TASK STATEMENT:
The entries shown below are to be printed in full, unaltered.

[Referring expression pointing data]
========================================================================

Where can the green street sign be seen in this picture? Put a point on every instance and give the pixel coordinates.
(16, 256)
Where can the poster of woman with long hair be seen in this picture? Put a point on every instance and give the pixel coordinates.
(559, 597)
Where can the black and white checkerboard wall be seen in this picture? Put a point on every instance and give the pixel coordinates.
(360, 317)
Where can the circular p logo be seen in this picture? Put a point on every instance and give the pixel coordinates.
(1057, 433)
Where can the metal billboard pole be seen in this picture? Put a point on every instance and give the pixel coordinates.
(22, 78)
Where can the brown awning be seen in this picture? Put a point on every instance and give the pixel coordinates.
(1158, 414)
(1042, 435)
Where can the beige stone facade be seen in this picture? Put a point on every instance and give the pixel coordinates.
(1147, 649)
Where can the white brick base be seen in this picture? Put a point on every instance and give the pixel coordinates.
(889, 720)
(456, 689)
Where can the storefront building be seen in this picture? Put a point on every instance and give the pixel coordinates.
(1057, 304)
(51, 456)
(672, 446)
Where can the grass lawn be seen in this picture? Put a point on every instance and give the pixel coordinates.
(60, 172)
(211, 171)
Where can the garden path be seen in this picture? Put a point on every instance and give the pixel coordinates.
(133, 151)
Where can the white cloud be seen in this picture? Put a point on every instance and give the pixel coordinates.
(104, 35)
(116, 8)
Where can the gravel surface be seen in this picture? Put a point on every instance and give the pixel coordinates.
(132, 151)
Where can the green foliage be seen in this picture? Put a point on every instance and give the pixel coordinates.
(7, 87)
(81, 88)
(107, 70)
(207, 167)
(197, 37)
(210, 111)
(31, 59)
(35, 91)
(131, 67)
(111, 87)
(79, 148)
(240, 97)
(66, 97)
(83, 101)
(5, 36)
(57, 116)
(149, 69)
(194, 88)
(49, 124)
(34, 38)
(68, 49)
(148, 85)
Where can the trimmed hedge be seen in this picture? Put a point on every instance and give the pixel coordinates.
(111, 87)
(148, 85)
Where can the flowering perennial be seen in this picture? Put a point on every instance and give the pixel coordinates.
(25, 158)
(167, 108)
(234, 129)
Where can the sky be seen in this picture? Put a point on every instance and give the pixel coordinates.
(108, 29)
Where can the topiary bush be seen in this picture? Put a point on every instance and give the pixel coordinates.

========================================================================

PROBLEM SOLUTION:
Where can the green street sign be seen in this picture? Put a point on every instance and give the pixel coordinates.
(16, 256)
Where can the poster of woman with long hair be seen in this picture? Put a point on every instance and give the pixel coordinates.
(559, 597)
Where can the black and white checkerboard wall be seen in this picture? Put a point on every instance and give the pixel coordinates.
(360, 317)
Where can the circular p logo be seen in this picture? Put a point on every instance and give the pixel coordinates.
(1057, 433)
Where can the metal billboard pole be seen in this picture? Put a point on every instance and give the pixel coordinates.
(22, 78)
Where can the brown awning be seen in this picture? Put a point on every instance and give the pixel coordinates.
(1158, 414)
(1042, 435)
Where can the beige stone facade be seen in this picture? Put a point on every instance and give the pixel coordinates.
(1147, 649)
Where can the white brick base be seen in this picture? Put a point on every instance and give the pixel coordinates.
(889, 720)
(456, 689)
Where can the storefront building be seen in this picture? Put a point on every instance and give the pixel coordinates.
(1057, 304)
(51, 456)
(672, 446)
Where can the grass lawn be seen in this picture? Put a point on every instance and give the pixel coordinates.
(60, 172)
(211, 171)
Where can the garden path be seen in this picture? Put a point on every instance and give the pixel coordinates.
(133, 151)
Where can the white cloud be seen in this picture? Put a point on every instance and give the pixel coordinates.
(104, 35)
(116, 8)
Where can the gravel surface be seen in this picture? Put a point on every instance and give the pixel coordinates.
(132, 151)
Where can the green foliage be seen in this picture? Put a point on every instance and give the pixel coordinates.
(7, 87)
(81, 88)
(107, 70)
(207, 167)
(197, 37)
(210, 111)
(31, 59)
(35, 91)
(131, 67)
(111, 87)
(79, 148)
(240, 97)
(66, 97)
(83, 101)
(5, 36)
(57, 116)
(149, 69)
(194, 88)
(49, 124)
(34, 38)
(68, 49)
(148, 85)
Where can the trimmed hedge be seen in this picture? Put a point on every instance and give the pixel coordinates.
(111, 87)
(148, 85)
Where can the flowering perennial be seen in this picture? Put a point on every instance and give the pixel coordinates.
(25, 158)
(167, 108)
(234, 129)
Where can the sky be seen in this picture? Put a point on every instance and give the pixel coordinates.
(108, 29)
Where can the topiary bush be seen in this picture? Put a point on every instance and give the pixel coordinates.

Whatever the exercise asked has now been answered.